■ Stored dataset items

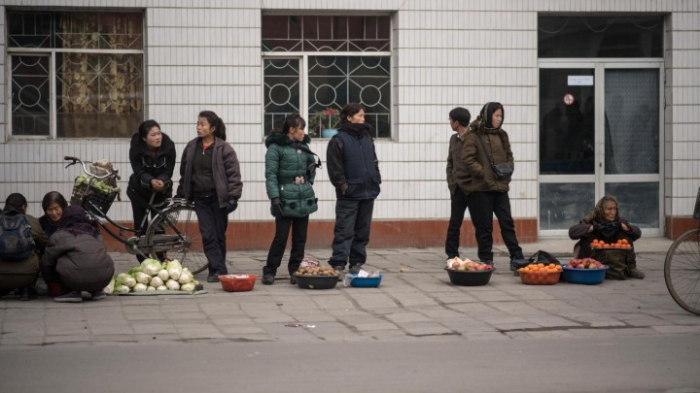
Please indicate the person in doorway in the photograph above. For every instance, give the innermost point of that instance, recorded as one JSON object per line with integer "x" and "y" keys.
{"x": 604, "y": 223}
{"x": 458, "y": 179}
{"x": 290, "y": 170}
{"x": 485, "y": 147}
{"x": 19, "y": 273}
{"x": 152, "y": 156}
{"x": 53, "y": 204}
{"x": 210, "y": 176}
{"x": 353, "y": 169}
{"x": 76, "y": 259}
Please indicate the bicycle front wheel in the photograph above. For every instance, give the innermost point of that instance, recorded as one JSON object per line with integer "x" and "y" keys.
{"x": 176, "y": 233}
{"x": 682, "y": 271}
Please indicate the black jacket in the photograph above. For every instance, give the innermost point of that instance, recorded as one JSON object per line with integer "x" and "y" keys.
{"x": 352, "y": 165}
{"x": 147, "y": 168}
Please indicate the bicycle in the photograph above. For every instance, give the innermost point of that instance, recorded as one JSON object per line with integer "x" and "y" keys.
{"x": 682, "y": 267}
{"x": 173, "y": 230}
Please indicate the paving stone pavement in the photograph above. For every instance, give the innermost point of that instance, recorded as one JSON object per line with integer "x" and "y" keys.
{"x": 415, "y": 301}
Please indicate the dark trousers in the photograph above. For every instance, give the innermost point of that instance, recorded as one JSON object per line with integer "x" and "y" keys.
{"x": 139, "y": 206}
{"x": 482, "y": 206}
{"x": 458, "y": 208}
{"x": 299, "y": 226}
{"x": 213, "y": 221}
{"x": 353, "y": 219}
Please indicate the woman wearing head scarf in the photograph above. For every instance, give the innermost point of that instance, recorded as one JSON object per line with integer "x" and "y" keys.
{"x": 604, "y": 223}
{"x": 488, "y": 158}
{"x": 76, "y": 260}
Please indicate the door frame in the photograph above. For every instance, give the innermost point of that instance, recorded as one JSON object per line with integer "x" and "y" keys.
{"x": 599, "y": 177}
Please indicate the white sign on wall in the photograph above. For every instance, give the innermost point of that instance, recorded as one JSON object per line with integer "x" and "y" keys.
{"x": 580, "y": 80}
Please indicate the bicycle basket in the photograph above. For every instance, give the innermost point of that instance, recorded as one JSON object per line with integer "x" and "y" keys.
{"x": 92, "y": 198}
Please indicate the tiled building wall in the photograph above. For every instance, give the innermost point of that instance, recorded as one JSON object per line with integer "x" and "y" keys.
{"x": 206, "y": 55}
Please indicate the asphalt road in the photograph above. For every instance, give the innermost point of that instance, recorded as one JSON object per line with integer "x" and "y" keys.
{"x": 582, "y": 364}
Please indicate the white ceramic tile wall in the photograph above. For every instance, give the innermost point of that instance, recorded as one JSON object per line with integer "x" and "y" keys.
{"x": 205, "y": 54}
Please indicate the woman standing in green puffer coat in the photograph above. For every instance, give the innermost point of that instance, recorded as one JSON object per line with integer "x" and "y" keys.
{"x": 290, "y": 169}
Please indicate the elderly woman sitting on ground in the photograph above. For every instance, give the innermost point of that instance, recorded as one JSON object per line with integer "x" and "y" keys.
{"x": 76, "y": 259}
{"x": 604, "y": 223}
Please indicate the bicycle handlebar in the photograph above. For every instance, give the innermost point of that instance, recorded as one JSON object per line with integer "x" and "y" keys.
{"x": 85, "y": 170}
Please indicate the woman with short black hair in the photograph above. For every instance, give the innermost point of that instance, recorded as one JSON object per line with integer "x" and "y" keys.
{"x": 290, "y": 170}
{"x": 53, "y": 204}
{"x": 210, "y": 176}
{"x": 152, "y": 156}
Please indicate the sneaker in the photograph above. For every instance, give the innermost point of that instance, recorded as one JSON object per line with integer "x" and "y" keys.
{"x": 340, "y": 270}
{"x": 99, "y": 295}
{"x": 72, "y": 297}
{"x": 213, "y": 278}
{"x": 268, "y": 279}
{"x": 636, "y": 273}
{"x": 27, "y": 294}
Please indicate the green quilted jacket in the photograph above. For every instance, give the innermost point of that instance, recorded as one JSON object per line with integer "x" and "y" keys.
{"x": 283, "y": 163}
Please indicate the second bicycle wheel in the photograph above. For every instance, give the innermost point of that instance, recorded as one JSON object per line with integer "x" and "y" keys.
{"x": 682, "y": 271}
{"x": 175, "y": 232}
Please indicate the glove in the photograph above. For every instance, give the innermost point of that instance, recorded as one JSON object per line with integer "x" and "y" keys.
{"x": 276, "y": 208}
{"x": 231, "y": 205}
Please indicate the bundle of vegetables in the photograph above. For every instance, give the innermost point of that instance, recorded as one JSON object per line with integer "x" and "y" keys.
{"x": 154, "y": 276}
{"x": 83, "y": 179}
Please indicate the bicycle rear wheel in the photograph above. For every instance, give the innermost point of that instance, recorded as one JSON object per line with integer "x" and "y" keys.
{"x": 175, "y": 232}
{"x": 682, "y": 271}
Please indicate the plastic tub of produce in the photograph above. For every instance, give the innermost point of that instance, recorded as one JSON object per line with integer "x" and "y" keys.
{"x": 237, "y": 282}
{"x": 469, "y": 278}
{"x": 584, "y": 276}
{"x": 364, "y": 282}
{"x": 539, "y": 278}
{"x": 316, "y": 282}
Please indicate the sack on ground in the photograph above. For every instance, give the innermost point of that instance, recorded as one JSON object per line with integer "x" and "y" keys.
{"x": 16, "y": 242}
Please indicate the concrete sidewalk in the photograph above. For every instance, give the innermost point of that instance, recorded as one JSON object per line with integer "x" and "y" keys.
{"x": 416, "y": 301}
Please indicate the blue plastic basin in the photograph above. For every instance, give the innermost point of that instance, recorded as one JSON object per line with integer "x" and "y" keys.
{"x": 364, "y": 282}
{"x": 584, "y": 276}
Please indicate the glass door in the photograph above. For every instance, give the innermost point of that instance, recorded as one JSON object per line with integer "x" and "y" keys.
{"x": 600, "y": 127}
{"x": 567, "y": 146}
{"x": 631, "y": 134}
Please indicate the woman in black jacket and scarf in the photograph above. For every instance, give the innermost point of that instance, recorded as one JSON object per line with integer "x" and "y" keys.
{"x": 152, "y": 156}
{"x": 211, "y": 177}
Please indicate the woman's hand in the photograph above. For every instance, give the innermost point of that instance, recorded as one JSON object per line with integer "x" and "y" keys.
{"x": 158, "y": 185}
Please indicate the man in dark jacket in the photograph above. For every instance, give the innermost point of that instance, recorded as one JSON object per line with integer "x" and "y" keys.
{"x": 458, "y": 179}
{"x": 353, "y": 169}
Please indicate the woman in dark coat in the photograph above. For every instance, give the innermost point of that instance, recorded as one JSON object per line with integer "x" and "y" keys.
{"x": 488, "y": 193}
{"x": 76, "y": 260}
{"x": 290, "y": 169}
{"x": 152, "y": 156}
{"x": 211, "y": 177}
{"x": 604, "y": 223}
...
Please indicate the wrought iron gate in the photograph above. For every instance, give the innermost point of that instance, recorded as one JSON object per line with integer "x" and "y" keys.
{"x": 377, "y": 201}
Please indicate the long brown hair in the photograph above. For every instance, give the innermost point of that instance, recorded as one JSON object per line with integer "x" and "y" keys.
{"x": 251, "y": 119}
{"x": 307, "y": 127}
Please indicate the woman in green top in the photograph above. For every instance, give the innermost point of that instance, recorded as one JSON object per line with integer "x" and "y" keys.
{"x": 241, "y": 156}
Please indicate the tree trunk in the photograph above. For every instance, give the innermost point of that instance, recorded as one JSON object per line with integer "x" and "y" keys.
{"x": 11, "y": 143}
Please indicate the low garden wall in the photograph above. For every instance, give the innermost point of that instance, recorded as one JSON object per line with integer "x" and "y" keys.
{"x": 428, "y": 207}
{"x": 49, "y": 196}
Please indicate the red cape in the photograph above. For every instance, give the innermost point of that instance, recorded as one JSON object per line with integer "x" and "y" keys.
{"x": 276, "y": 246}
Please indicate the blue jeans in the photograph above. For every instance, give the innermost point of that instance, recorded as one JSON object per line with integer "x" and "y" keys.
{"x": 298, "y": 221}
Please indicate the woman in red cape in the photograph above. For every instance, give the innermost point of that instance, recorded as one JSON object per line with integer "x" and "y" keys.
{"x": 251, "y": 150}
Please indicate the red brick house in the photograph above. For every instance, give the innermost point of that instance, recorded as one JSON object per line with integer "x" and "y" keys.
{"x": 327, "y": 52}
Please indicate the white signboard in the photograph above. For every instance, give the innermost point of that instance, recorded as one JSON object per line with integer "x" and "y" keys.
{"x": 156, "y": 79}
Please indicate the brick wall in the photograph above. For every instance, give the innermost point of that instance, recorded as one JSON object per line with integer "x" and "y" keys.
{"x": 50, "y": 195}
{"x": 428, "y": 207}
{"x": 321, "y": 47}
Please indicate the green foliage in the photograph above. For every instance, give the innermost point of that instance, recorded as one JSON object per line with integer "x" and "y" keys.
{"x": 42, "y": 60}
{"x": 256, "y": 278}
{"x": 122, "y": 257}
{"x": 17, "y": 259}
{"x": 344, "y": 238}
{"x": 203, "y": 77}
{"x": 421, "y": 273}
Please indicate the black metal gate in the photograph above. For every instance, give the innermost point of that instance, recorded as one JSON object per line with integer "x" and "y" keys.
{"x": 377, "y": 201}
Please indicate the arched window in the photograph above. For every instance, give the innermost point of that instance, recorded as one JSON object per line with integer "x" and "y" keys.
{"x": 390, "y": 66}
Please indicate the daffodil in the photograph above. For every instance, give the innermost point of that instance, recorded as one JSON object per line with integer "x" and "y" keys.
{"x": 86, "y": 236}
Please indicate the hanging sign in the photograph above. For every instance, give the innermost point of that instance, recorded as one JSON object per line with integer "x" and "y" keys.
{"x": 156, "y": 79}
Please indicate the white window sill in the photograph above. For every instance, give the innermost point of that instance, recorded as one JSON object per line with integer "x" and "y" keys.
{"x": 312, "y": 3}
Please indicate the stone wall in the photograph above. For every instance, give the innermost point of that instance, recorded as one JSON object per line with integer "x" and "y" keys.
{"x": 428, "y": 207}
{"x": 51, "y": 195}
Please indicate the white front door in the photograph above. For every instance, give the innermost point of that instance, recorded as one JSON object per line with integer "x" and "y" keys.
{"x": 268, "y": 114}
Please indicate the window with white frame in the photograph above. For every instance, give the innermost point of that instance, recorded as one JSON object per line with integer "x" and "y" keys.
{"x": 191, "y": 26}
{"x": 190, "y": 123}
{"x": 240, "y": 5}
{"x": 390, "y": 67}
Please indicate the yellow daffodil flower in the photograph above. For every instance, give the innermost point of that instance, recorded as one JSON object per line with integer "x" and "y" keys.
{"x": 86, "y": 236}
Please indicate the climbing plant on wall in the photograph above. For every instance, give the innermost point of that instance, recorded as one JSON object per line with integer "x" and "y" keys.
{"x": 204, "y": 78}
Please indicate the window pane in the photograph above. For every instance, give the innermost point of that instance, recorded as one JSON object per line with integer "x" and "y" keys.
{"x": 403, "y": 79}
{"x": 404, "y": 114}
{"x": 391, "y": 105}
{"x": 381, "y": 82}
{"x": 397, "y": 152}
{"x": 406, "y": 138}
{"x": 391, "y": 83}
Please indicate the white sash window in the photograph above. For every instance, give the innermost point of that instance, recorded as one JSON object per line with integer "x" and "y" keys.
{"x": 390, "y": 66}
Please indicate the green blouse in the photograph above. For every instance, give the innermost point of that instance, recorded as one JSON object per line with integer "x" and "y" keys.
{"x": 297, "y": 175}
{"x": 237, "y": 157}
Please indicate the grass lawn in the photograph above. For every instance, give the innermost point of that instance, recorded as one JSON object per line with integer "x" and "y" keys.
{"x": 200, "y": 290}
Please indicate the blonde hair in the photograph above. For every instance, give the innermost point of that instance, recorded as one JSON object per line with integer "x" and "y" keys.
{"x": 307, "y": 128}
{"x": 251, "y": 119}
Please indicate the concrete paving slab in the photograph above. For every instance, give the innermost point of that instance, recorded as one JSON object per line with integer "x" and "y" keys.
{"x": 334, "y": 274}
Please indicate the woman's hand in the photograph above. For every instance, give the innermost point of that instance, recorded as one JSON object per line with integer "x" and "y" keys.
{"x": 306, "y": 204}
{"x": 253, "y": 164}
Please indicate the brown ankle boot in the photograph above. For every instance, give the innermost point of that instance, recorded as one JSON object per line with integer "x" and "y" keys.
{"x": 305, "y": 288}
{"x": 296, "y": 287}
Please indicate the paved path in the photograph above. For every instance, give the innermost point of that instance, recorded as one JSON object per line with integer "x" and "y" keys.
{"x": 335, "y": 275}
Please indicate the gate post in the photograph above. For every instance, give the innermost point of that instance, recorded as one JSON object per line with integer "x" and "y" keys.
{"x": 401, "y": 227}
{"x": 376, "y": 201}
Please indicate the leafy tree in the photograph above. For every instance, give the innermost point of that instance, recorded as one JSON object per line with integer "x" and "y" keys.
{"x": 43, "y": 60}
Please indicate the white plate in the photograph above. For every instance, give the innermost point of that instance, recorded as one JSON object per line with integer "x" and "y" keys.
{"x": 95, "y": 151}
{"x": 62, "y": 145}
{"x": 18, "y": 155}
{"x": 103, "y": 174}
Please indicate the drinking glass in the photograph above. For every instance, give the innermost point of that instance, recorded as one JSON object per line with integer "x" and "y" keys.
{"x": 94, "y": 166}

■ EXERCISE PROMPT
List every line of the material above that contains the string "front", treating uppercase and lowercase as different.

■ WRITTEN ANSWER
Please indicate the bicycle front wheel in the photograph above. For every instance, give the innermost point of that instance, recorded as one JSON object per line with integer "x" and "y" keys.
Please indicate the white front door in the photograph above. For every instance, give the innermost point of that instance, recorded as one JSON object per line with integer "x" and "y" keys.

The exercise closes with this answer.